Excerpted passage
= = = = =

Cathayornis yandica was a small enantiornithean with a slightly elongated, toothy snout and perching feet. Like most other Enantiornithes, it had large claws on the first two fingers that supported the wing. According to most recent studies, only one specimen can be definitively assigned to this species, a fossil catalogued as number IVPP V9769 and currently housed in the collections of the Institute of Vertebrate Paleontology and Paleoanthropology in Beijing.

Cathayornis can be told apart from similar Enantiornithes (especially Sinornis, Eocathayornis, and Houornis) by its larger size, a shorter and straighter first finger with a slightly longer claw, and other anatomical details.

Two additional but very fragmentary specimens, IVPP V9936 and V10896, have been referred to C. yandica in the past, but cannot be directly compared with the type specimen because they do not preserve any of the same key parts of the skeleton.

= = = = =

Problems to work on
1) According to the passage on Cathayornis, where is specimen IVPP V9769 currently housed?
2) Resume the passage on Cathayornis, picking up after its last sentence.

Stored data entries:
= = = = =

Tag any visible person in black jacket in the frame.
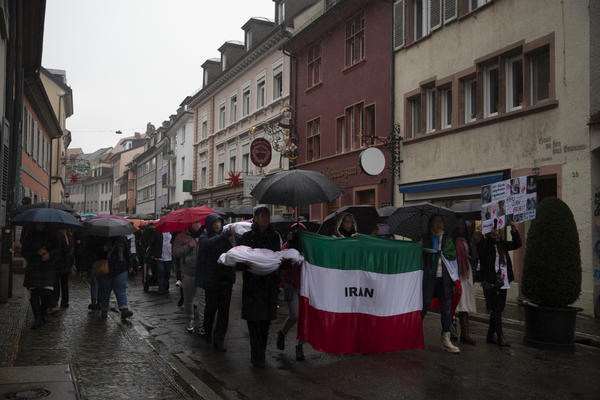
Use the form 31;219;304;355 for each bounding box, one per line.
95;236;133;320
478;222;521;347
237;207;281;368
196;214;235;351
21;223;61;329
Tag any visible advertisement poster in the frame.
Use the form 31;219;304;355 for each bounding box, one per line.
481;175;537;234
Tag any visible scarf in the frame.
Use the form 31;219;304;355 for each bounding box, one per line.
456;238;469;280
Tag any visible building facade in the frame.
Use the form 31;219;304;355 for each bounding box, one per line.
190;10;305;207
286;0;392;220
163;106;194;209
394;0;600;314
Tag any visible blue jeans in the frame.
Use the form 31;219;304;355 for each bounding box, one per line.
156;260;173;292
98;271;127;311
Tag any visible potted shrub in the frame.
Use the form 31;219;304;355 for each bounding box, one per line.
522;197;581;349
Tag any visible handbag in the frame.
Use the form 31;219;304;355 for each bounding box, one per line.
92;259;108;276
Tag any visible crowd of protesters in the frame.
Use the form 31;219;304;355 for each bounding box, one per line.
21;206;521;368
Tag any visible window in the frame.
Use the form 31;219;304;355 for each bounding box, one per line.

= = = = =

Answer list
1) In the collections of the Institute of Vertebrate Paleontology and Paleoanthropology in Beijing.

2)
==Classification and species==
Paul Sereno et al., in 2002, considered Cathayornis a junior synonym of Sinornis. They interpreted the anatomies of the two as very similar and sharing key autapomorphies of the pygostyle. The first thorough review of Sinornis and Cathayornis was published by Jingmai O'Connor and Gareth Dyke in 2010. O'Connor and Dyke concluded that despite the earlier opinion of Sereno and colleagues, the two birds were not synonyms and in fact differ in several clear ways, including different proportions in the wing claws and digits, differences in the pelvis, and size of the pygostyle.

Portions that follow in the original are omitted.